Return the stretch of the records from their start through the line that contains "[532,389,1108,742]", copying every line unchanged and including both ends.

Records in a dataset:
______
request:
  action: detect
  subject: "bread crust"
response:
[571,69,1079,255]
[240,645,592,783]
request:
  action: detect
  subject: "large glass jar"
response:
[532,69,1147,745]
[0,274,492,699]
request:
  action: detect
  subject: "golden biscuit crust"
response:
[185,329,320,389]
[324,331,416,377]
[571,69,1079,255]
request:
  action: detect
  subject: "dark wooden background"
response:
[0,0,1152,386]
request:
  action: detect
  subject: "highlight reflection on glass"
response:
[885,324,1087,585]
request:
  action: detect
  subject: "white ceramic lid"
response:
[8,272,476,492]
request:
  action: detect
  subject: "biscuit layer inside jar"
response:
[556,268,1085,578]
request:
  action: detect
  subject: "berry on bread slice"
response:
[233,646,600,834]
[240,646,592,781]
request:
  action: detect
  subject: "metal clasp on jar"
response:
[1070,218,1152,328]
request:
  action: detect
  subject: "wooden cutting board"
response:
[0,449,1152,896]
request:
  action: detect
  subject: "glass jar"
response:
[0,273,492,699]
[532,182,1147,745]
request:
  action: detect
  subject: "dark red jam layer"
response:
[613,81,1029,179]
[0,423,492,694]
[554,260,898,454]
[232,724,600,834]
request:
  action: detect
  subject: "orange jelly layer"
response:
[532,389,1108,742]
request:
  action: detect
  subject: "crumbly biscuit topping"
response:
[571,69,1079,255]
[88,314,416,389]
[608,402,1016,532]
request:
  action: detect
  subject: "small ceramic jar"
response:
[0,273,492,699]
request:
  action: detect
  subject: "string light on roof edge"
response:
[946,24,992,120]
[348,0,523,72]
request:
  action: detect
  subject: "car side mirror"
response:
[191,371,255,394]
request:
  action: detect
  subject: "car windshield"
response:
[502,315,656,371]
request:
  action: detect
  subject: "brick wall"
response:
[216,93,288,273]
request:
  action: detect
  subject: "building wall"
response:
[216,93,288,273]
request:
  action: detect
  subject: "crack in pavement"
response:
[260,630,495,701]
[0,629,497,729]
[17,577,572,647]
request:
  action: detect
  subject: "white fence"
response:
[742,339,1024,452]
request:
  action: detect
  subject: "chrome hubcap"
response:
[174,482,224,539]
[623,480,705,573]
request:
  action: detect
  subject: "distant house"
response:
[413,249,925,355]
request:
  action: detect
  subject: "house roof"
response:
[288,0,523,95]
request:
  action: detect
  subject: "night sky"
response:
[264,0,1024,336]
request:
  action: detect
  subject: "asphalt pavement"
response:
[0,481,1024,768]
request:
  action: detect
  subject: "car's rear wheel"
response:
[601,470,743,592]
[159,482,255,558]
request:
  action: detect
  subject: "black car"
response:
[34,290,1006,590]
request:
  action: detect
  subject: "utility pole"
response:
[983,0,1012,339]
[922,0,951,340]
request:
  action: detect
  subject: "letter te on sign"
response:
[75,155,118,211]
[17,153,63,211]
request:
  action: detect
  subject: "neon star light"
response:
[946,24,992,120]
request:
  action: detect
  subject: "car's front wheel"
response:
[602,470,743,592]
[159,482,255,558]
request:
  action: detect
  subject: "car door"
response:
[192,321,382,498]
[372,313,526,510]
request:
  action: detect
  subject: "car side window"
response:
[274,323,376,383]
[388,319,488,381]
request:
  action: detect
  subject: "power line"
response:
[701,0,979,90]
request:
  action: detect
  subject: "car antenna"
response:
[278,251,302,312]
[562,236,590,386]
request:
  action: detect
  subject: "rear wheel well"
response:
______
*Output*.
request:
  action: detect
  subject: "bread crust"
response:
[571,69,1079,255]
[240,645,592,783]
request:
  action: detect
  subject: "large glass jar"
response:
[532,69,1147,745]
[0,274,492,699]
request:
  action: detect
  subject: "golden biscuit crust"
response:
[185,329,320,389]
[324,331,416,377]
[571,69,1079,255]
request:
  action: detect
  subject: "dark wooden background"
response:
[0,0,1152,386]
request:
  action: detect
  subject: "highlight reflection on glass"
response:
[885,324,1087,585]
request:
  action: detect
  subject: "white ceramic lid"
response:
[8,272,476,492]
request:
  action: detect
  subject: "biscuit layer inside jar"
response:
[556,268,1085,578]
request:
  action: detect
  subject: "berry on bread slice"
response:
[233,646,600,834]
[240,646,592,781]
request:
  action: detect
  subject: "metal clasp on jar"
response:
[1070,218,1152,328]
request:
  action: detect
  subject: "wooden cutting board"
response:
[0,449,1152,896]
request:
  action: detect
  subject: "glass jar"
response:
[0,273,492,699]
[532,182,1147,745]
request:
  action: detect
  subject: "dark red jam layer"
response:
[613,81,1029,179]
[0,423,492,694]
[554,260,898,454]
[232,724,600,834]
request:
  action: detect
  subject: "orange jelly layer"
response:
[532,389,1108,742]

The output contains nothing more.